Exercise prompt » Whatever the records say, repeat them exactly as given.

Supplied entries »
• • • • •
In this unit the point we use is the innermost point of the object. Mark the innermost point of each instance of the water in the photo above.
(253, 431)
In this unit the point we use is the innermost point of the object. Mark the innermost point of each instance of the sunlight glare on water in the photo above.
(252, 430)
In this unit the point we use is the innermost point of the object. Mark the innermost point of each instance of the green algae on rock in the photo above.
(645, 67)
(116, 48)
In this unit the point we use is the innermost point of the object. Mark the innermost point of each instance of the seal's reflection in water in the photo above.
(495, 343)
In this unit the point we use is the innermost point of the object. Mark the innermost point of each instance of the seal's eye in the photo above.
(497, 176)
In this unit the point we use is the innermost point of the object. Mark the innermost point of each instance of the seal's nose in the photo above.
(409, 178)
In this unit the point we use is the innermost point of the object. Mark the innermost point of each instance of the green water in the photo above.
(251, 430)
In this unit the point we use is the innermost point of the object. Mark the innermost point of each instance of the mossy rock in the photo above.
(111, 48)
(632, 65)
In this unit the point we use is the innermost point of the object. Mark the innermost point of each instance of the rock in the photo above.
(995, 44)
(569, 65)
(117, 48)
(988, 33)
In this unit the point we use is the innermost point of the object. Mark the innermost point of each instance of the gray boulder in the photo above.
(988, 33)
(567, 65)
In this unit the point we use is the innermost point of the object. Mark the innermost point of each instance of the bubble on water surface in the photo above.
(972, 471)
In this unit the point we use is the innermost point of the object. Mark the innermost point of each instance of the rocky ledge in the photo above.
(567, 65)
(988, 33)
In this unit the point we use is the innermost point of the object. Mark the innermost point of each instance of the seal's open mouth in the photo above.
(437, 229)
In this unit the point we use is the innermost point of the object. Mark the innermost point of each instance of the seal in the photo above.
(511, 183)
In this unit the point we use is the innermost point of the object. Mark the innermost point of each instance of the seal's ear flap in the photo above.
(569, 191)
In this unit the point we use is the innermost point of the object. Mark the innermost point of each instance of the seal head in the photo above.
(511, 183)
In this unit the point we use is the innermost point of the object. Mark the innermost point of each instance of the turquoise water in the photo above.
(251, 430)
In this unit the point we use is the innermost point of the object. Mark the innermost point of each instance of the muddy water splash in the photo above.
• • • • •
The completed task »
In this unit the point we use is the innermost point of the object. Mark the innermost point of each instance of the water in the photo above.
(253, 431)
In this unit the point we use is the innermost point of the object. Mark the innermost point of each instance of the sunlight glare on water in the photo above.
(252, 430)
In this unit the point we use is the innermost point of the object. Mark the innermost point of each instance of the green algae on rock in the photo above.
(645, 67)
(116, 48)
In this unit the point we use is the innermost point of the object. Mark the innermost point of each instance of the seal's reflection in water in the photo above.
(495, 343)
In this unit the point we use is the innermost point of the object. Mark the innermost point of each instance of the seal's eye in the photo above.
(497, 176)
In this unit the point we use is the innermost point of the object. Mark the innermost point of each instance of the seal's nose in the photo above.
(409, 178)
In this unit the point we use is the innermost point of the object. Mark the innermost point of each instance of the green water in the photo above.
(251, 430)
In this unit the point we use is the innermost point of the object. Mark the innermost point of each instance of the mossy rock in the photo above.
(111, 48)
(632, 65)
In this unit the point we use is the innermost point of the object. Mark the innermost point of each instance of the rock in the photo above.
(995, 44)
(569, 65)
(117, 48)
(988, 33)
In this unit the point we use is the innermost point of the object. Mark the innermost point of each instance of the gray boulder in the photo above.
(988, 33)
(567, 65)
In this unit the point we use is the innermost point of the object. Mark the innermost point of each instance of the bubble on water surface in the photo above.
(972, 471)
In this unit the point we use is the innermost point of the object. Mark the innermost point of each instance of the rocky ledge in the photo above.
(567, 65)
(988, 33)
In this unit the point we use is the innermost point of the object. Mark the innermost point of each instance of the seal's open mouth in the photo above.
(437, 229)
In this unit the point we use is the innermost point of the object. Mark the innermost point of each instance of the seal in the photo above.
(511, 183)
In this unit the point we use is the innermost point of the object. Mark the innermost point of each instance of the seal's ear flap in the photo above.
(569, 191)
In this unit the point we use is the innermost point of the object. Mark the innermost point of each instance of the seal head in the photo above.
(511, 183)
In this unit the point we use is the innermost point of the object. Mark the innermost point of each instance of the turquoise water in the photo above.
(251, 430)
In this unit the point we use is the innermost point of the object. Mark the innermost point of each instance of the muddy water splash in the photo above.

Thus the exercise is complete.